* **What the task asks**: Identify each line of the material below that contains the word "jersey" and reproduce every such line in full.

[START Supplied material]

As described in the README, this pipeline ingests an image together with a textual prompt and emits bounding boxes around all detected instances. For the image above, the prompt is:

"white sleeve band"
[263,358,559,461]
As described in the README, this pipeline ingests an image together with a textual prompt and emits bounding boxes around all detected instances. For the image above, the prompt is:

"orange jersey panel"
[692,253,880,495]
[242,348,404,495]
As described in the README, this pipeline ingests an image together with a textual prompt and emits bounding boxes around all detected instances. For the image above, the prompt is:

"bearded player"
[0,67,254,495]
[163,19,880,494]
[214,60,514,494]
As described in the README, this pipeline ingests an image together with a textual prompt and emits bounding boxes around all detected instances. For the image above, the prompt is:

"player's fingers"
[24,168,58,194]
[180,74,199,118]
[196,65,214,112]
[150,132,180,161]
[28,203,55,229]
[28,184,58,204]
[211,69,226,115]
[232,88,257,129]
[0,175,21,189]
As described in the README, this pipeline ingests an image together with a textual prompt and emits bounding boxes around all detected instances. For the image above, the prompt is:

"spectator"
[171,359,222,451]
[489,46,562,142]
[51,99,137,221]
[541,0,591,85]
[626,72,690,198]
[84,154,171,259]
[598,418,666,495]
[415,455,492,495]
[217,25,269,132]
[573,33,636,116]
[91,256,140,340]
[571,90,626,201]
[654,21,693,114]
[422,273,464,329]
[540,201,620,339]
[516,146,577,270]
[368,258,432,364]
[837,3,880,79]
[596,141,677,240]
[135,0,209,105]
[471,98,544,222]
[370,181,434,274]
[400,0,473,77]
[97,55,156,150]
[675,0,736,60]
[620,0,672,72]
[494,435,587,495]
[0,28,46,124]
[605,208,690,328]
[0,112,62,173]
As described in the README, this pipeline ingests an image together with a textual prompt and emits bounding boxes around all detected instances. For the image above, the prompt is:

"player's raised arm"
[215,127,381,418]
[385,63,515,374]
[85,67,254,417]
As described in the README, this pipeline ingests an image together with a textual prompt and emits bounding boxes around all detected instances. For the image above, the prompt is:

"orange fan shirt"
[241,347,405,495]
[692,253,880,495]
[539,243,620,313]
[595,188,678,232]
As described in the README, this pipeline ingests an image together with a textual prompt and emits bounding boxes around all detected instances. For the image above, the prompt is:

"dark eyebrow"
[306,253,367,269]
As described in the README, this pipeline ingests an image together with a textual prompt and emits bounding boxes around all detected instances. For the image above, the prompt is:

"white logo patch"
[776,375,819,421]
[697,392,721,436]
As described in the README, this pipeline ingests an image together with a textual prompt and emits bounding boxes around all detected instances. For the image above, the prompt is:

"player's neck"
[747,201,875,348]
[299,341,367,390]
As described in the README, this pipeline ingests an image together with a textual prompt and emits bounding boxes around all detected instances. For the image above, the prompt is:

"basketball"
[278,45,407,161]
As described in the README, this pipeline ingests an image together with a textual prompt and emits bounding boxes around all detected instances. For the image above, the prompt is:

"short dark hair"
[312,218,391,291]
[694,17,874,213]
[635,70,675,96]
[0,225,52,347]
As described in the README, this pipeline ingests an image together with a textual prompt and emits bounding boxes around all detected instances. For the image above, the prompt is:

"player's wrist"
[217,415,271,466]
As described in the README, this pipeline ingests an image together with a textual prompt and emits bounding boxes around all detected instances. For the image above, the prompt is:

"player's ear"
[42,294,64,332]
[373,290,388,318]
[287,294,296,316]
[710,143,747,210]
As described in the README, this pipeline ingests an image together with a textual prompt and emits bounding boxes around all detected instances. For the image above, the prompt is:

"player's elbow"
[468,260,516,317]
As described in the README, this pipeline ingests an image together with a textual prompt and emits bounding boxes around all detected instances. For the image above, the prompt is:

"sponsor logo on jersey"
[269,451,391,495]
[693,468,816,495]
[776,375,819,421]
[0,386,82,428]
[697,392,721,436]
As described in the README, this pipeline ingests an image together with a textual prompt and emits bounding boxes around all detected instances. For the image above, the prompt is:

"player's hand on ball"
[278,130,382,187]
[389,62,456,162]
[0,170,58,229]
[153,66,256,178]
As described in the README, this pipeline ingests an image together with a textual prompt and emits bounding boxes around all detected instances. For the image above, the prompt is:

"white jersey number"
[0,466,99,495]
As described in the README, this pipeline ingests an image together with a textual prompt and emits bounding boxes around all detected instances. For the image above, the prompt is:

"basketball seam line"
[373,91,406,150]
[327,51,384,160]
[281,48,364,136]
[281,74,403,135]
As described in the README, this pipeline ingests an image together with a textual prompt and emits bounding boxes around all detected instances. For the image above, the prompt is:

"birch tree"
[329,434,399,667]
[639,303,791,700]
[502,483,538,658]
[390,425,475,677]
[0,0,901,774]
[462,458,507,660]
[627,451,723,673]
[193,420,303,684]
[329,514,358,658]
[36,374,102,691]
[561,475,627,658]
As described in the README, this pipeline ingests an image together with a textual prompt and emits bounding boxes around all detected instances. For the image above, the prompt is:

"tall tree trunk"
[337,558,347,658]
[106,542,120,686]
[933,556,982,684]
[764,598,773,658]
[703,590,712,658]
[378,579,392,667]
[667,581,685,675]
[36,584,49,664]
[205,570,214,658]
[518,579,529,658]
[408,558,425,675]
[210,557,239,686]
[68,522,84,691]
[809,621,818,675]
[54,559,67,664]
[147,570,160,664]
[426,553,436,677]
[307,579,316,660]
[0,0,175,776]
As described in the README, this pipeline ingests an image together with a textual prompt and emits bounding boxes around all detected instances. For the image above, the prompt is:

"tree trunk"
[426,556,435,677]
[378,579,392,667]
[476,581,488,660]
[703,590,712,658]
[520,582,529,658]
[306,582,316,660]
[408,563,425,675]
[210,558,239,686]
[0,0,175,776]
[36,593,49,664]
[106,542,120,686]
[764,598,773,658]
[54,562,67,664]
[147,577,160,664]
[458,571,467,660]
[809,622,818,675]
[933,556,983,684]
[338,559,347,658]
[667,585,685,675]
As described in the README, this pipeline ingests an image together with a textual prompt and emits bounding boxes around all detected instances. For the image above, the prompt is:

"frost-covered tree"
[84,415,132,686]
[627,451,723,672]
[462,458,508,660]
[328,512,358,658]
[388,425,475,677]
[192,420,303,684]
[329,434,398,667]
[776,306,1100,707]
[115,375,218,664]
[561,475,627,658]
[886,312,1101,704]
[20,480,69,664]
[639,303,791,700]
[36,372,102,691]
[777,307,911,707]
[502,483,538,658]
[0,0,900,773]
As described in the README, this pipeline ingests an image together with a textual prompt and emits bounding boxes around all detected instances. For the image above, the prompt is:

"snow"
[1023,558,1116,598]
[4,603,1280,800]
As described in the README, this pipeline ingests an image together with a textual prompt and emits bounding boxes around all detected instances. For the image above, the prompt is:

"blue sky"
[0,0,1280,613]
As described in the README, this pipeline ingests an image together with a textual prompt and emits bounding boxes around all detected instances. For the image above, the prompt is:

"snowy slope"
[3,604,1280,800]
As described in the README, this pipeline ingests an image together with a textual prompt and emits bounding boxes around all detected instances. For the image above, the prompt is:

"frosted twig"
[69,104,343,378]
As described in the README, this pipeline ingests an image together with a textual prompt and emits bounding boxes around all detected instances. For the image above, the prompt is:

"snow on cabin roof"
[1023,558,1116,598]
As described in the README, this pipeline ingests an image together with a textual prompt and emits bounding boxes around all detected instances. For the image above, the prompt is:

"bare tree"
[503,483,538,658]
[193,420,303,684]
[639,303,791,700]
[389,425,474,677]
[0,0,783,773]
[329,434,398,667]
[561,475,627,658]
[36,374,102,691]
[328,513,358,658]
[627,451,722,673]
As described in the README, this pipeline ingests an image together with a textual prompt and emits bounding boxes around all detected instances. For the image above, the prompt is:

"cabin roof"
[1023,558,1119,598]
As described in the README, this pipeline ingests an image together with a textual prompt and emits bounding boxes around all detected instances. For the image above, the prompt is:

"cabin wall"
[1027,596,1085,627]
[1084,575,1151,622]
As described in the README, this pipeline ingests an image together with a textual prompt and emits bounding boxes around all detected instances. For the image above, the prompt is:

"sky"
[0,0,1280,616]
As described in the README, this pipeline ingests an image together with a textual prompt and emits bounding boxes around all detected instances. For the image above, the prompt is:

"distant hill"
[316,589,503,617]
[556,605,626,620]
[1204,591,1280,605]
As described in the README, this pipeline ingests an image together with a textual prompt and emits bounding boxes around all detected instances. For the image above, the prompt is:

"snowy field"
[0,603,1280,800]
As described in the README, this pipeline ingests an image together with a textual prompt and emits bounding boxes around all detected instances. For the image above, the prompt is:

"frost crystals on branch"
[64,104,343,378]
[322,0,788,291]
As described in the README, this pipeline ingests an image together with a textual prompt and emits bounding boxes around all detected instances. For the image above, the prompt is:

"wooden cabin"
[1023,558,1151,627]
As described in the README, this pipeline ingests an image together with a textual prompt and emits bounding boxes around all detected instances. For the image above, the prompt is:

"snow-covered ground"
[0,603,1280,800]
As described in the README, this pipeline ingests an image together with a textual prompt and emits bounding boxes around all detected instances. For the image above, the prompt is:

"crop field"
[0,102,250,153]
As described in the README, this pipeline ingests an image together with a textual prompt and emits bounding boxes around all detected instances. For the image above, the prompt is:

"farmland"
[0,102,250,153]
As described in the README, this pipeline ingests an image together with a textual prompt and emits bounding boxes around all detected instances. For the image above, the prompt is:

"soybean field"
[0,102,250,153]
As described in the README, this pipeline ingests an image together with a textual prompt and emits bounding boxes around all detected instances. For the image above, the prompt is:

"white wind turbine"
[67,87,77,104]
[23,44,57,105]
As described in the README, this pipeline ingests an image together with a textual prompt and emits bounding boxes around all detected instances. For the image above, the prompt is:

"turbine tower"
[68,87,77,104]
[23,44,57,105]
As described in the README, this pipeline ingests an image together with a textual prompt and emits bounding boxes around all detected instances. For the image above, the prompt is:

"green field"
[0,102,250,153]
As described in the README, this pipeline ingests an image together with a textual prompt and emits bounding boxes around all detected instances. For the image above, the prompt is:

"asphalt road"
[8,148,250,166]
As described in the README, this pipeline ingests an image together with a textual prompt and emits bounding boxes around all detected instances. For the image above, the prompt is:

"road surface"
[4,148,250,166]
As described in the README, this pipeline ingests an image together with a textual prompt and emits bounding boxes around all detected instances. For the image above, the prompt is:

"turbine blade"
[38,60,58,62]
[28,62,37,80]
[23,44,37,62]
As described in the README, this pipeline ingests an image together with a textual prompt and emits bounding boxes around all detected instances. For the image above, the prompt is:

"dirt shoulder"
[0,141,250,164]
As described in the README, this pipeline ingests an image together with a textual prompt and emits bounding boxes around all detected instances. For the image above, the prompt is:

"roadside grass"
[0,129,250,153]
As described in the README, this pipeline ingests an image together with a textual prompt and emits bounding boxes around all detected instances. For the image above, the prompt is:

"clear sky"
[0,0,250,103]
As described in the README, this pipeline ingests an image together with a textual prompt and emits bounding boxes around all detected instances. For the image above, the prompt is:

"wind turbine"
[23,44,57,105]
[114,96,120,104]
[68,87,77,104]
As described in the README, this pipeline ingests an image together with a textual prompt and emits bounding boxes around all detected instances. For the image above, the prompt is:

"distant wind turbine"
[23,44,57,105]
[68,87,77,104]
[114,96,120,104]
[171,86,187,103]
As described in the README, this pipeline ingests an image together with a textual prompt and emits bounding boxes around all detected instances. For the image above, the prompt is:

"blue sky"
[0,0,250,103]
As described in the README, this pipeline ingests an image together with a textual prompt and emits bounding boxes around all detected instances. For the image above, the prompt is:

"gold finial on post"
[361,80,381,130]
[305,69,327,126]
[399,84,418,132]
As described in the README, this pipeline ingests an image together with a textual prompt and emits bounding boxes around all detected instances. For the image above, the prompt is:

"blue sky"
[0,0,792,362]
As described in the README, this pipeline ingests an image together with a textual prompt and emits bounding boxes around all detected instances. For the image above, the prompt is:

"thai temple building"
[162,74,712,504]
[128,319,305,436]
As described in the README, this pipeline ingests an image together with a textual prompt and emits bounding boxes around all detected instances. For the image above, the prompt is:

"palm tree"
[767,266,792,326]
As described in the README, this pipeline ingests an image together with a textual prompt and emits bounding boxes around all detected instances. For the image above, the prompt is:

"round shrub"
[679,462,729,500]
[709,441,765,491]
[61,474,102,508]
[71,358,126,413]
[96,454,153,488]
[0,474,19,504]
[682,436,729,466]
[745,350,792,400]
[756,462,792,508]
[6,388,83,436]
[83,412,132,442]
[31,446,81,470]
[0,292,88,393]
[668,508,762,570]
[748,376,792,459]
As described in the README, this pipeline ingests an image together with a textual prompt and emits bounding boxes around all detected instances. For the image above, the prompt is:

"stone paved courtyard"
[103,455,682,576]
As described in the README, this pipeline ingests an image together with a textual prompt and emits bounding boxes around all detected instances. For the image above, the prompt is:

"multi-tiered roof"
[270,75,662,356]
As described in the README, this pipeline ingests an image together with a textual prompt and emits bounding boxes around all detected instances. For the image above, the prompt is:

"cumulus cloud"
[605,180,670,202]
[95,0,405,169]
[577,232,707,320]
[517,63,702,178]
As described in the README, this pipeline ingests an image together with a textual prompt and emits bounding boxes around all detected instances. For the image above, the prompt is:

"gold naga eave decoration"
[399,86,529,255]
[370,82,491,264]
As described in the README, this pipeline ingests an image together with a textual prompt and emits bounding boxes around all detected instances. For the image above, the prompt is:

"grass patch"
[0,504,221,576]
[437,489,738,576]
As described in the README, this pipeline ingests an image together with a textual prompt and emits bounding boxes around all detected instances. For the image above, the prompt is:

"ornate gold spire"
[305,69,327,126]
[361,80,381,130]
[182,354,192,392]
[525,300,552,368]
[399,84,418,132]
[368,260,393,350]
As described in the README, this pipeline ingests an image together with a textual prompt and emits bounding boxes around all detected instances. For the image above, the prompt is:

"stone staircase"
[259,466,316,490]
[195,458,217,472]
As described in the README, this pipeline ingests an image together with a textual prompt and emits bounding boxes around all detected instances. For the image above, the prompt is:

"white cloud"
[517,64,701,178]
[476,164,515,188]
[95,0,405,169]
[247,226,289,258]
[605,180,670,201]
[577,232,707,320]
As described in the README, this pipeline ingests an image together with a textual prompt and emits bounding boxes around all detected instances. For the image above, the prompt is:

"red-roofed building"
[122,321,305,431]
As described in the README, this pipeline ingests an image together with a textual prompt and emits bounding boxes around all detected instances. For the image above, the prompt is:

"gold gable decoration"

[END Supplied material]

* **Result of this exercise**:
"orange jersey panel"
"sponsor logo on jersey"
"white jersey number"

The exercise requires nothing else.